* _Text for analysis_:
Start of Block

Tip: Surfboat 1046 sheltered onsite was involved in one of the most awarded and documented rescues at sea involving the lifesavers, where the men of Chicamacomico rowed out into a fuel fire on the ocean’s surface to rescue the crew of a torpedoed tanker during World War I in 1918. It’s been beautifully restored.

The Graveyard of the Atlantic Museum

So named for the thousands of shipwrecks that have been claimed by weather and war along these islands. Inside the museum, the maritime history and culture of the Outer Banks is center stage. You can hear about the days of piracy along the OBX during the 1700’s, including America’s most notorious scallywag to ever pillage the high seas. Aye, that be Blackbeard himself who once made this area his favorite home away from home. See how recreational charter fishing got its start on this very coast, entertaining travelers from across the East Coast who wanted to battle big billfish such as marlin and sailfish out on the Gulf Stream. The village of Hatteras is one of those communities where generations of men and women bring fresh seafood up from the depths of the ocean and shallows of the sound to you. Think about that when enjoying a plate of big shrimp or sushi tuna. The original Cape Hatteras lens greets you in the lobby in conservation along with some artifacts from German submarines that once terrorized the North Carolina coast.

End of Block

* _Tasks for this exercise_:
a) Transcribe the passage on Outer Banks maritime history between "Tip: Surfboat 1046" and "been beautifully restored.", inclusive.
b) Answer these questions from the passage on Outer Banks maritime history:
(i) What is the number of the restored surfboat sheltered onsite?
(ii) In what year did the tanker rescue take place?
(iii) What item greets visitors in the lobby of the Graveyard of the Atlantic Museum?

* _Given information_:
Start of Block

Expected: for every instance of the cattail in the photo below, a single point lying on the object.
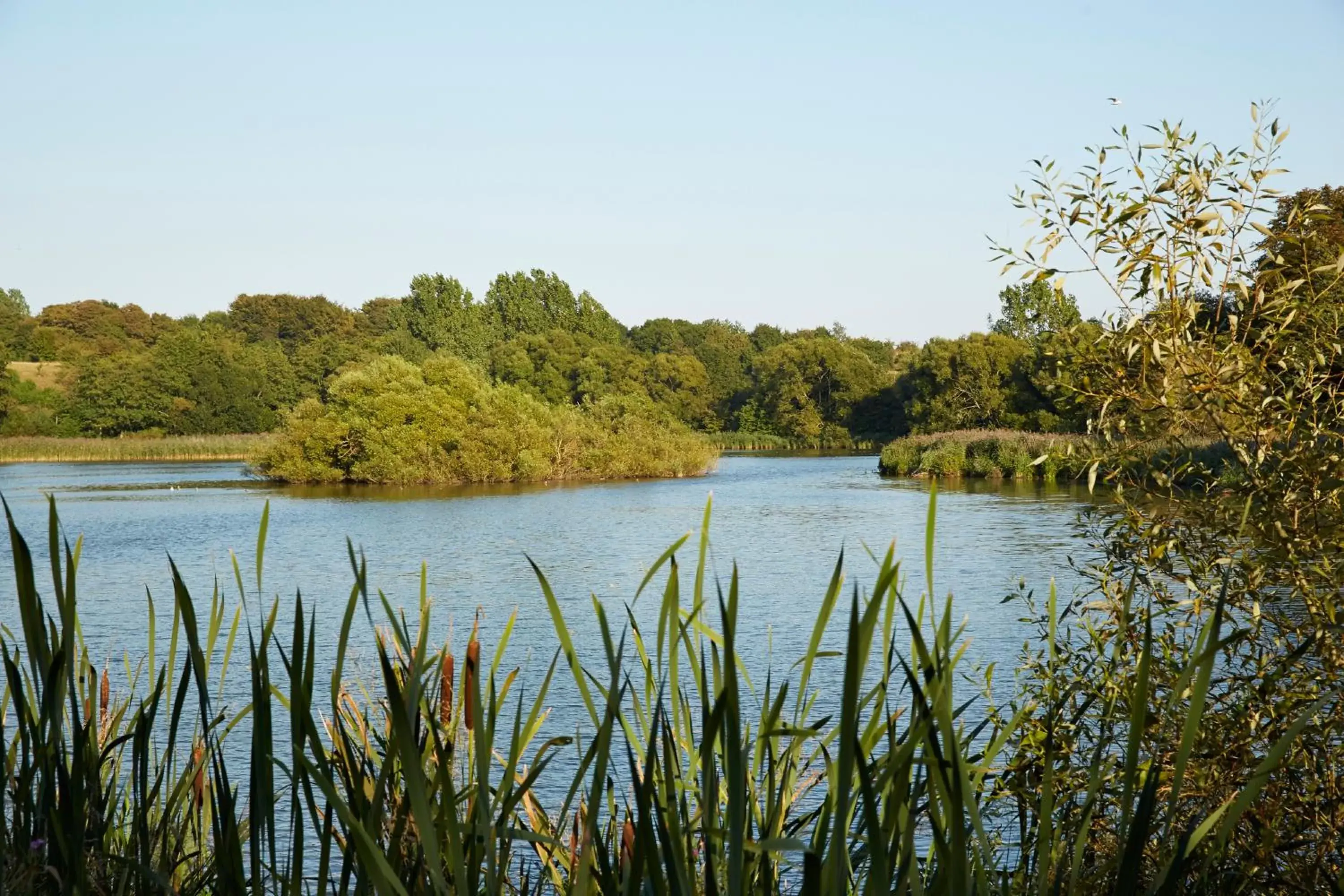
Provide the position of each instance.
(198, 782)
(574, 844)
(104, 699)
(628, 844)
(445, 692)
(474, 660)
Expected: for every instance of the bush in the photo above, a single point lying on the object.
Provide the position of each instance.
(390, 421)
(984, 453)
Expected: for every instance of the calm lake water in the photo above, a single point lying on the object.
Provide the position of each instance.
(783, 519)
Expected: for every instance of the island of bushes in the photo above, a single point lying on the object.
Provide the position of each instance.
(394, 422)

End of Block

* _Replies_:
a)
Tip: Surfboat 1046 sheltered onsite was involved in one of the most awarded and documented rescues at sea involving the lifesavers, where the men of Chicamacomico rowed out into a fuel fire on the ocean’s surface to rescue the crew of a torpedoed tanker during World War I in 1918. It’s been beautifully restored.

b)
(i) 1046
(ii) 1918
(iii) The original Cape Hatteras lens